■ PROBLEM DETAILS: Rewrite every line of the rows below as a two-column Markdown table, with the columns headed No. and Line. Leave out blank lines.

╭─ RECORD EXTRACTS

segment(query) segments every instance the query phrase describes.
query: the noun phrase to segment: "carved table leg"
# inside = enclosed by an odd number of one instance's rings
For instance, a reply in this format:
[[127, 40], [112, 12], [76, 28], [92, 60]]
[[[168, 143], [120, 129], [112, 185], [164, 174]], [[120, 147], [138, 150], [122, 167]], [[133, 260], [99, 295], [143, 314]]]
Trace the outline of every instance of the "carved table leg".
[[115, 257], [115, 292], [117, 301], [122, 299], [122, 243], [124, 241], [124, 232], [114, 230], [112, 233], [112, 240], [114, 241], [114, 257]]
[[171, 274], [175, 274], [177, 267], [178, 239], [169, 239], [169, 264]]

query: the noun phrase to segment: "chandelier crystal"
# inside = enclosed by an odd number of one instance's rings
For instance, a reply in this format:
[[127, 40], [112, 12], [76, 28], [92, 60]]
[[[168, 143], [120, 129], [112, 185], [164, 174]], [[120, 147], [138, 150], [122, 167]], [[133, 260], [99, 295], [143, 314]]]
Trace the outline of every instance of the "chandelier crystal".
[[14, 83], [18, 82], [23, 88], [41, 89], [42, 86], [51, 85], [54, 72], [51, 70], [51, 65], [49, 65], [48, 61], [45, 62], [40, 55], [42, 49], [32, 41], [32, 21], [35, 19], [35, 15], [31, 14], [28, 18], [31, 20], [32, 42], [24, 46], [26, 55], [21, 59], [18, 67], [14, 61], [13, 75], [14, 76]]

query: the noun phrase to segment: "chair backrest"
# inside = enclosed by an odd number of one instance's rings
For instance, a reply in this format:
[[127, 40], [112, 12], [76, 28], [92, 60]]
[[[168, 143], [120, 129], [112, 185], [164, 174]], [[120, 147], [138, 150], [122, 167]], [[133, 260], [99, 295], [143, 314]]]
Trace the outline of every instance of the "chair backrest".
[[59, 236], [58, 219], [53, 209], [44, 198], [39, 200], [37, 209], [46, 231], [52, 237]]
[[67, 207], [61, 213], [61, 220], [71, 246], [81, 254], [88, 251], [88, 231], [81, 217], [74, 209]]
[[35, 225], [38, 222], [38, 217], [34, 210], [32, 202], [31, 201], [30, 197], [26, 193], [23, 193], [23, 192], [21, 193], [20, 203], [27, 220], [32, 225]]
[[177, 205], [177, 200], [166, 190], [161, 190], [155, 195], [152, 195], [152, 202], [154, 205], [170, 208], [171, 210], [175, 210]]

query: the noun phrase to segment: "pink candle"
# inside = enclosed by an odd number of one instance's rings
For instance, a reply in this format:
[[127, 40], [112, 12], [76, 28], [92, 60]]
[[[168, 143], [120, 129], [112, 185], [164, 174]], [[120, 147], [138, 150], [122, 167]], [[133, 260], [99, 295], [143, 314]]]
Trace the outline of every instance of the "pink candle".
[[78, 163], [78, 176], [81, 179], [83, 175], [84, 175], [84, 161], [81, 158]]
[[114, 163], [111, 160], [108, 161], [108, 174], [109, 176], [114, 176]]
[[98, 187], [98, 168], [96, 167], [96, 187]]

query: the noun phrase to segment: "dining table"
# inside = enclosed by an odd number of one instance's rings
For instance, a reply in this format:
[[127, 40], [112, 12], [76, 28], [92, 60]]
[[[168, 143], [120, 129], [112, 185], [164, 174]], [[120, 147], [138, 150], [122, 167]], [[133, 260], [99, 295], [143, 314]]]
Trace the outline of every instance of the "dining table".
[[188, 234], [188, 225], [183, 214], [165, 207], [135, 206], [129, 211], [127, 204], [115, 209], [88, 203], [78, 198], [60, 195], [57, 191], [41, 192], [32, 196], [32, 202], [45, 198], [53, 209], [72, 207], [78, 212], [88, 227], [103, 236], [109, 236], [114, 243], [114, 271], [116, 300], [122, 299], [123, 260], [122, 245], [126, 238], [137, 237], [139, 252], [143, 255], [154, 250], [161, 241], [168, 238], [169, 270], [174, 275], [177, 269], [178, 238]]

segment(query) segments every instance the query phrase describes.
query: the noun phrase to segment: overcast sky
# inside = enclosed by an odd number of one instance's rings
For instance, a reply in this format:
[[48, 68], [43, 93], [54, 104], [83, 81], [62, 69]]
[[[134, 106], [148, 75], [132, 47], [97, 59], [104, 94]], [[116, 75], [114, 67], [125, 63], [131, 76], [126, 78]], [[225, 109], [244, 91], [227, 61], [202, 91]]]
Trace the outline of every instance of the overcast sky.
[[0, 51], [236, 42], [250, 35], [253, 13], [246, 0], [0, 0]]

╰─

■ OUTPUT BELOW:
| No. | Line |
|---|---|
| 1 | segment(query) segments every instance the query phrase describes. |
| 2 | query: the noun phrase to segment: "carved table leg" |
| 3 | # inside = enclosed by an odd number of one instance's rings |
| 4 | For instance, a reply in this format: |
| 5 | [[127, 40], [112, 12], [76, 28], [92, 60]] |
| 6 | [[[168, 143], [120, 129], [112, 185], [164, 174]], [[120, 147], [138, 150], [122, 167]], [[133, 260], [99, 295], [143, 314]]] |
| 7 | Trace the outline of every instance of the "carved table leg". |
| 8 | [[115, 257], [115, 292], [117, 301], [122, 299], [122, 243], [124, 241], [124, 232], [114, 230], [112, 233], [112, 240], [114, 241], [114, 257]] |
| 9 | [[171, 274], [175, 274], [177, 267], [178, 239], [169, 239], [169, 264]] |
| 10 | query: the noun phrase to segment: "chandelier crystal" |
| 11 | # inside = enclosed by an odd number of one instance's rings |
| 12 | For instance, a reply in this format: |
| 13 | [[127, 40], [112, 12], [76, 28], [92, 60]] |
| 14 | [[[168, 143], [120, 129], [112, 185], [164, 174]], [[120, 147], [138, 150], [122, 167]], [[133, 260], [99, 295], [143, 314]]] |
| 15 | Trace the outline of every instance of the "chandelier crystal". |
| 16 | [[14, 83], [18, 82], [23, 88], [41, 89], [42, 86], [51, 85], [54, 72], [51, 70], [51, 65], [49, 65], [48, 61], [45, 62], [40, 55], [42, 49], [32, 41], [32, 21], [35, 19], [35, 15], [31, 14], [28, 18], [31, 20], [32, 42], [24, 46], [26, 55], [21, 59], [18, 67], [14, 61], [13, 75], [14, 76]] |
| 17 | query: the noun phrase to segment: "chair backrest" |
| 18 | # inside = enclosed by an odd number of one instance's rings |
| 19 | For instance, a reply in this format: |
| 20 | [[127, 40], [112, 12], [76, 28], [92, 60]] |
| 21 | [[[168, 143], [120, 129], [112, 185], [164, 174]], [[120, 147], [138, 150], [122, 167]], [[133, 260], [99, 295], [143, 314]]] |
| 22 | Trace the outline of every instance of the "chair backrest". |
| 23 | [[59, 236], [58, 219], [53, 209], [44, 198], [39, 200], [37, 209], [46, 231], [52, 237]] |
| 24 | [[67, 207], [61, 213], [61, 220], [71, 246], [81, 254], [88, 251], [88, 231], [81, 217], [74, 209]] |
| 25 | [[35, 225], [38, 222], [38, 217], [34, 210], [32, 202], [31, 201], [30, 197], [26, 193], [23, 193], [23, 192], [21, 193], [20, 203], [27, 220], [32, 225]] |
| 26 | [[177, 205], [177, 200], [166, 190], [161, 190], [155, 195], [152, 195], [152, 202], [154, 205], [170, 208], [171, 210], [175, 210]] |
| 27 | query: the noun phrase to segment: "pink candle" |
| 28 | # inside = enclosed by an odd number of one instance's rings |
| 29 | For instance, a reply in this format: |
| 30 | [[127, 40], [112, 12], [76, 28], [92, 60]] |
| 31 | [[[168, 143], [120, 129], [112, 185], [164, 174]], [[120, 147], [138, 150], [122, 167]], [[133, 260], [99, 295], [143, 314]]] |
| 32 | Trace the outline of every instance of the "pink candle". |
| 33 | [[78, 163], [78, 176], [81, 179], [83, 175], [84, 175], [84, 161], [81, 158]] |
| 34 | [[114, 163], [111, 160], [108, 161], [108, 174], [109, 176], [114, 176]] |
| 35 | [[98, 187], [98, 168], [96, 167], [96, 187]] |
| 36 | query: the noun phrase to segment: "dining table" |
| 37 | # inside = enclosed by an odd number of one instance's rings |
| 38 | For instance, a reply in this format: |
| 39 | [[127, 40], [112, 12], [76, 28], [92, 60]] |
| 40 | [[[168, 143], [120, 129], [112, 185], [164, 174]], [[120, 147], [138, 150], [122, 167]], [[133, 260], [99, 295], [143, 314]]] |
| 41 | Trace the outline of every instance of the "dining table". |
| 42 | [[188, 234], [188, 225], [183, 214], [165, 207], [135, 206], [129, 211], [127, 204], [115, 209], [88, 203], [78, 198], [60, 195], [57, 191], [41, 192], [32, 196], [32, 202], [45, 198], [53, 209], [72, 207], [78, 212], [88, 227], [103, 236], [109, 236], [114, 243], [114, 271], [116, 300], [122, 299], [123, 260], [122, 245], [126, 238], [137, 237], [139, 252], [143, 255], [154, 250], [161, 241], [168, 238], [169, 270], [174, 275], [177, 269], [178, 238]] |
| 43 | segment(query) segments every instance the query phrase describes. |
| 44 | query: the noun phrase to segment: overcast sky |
| 45 | # inside = enclosed by an odd number of one instance's rings |
| 46 | For instance, a reply in this format: |
| 47 | [[48, 68], [43, 93], [54, 104], [83, 81], [62, 69]] |
| 48 | [[[134, 106], [148, 75], [132, 47], [97, 59], [104, 94]], [[116, 75], [114, 67], [125, 63], [131, 76], [126, 78]], [[225, 109], [244, 91], [227, 61], [202, 91]]] |
| 49 | Trace the outline of every instance of the overcast sky. |
| 50 | [[0, 51], [236, 42], [250, 35], [253, 13], [246, 0], [0, 0]] |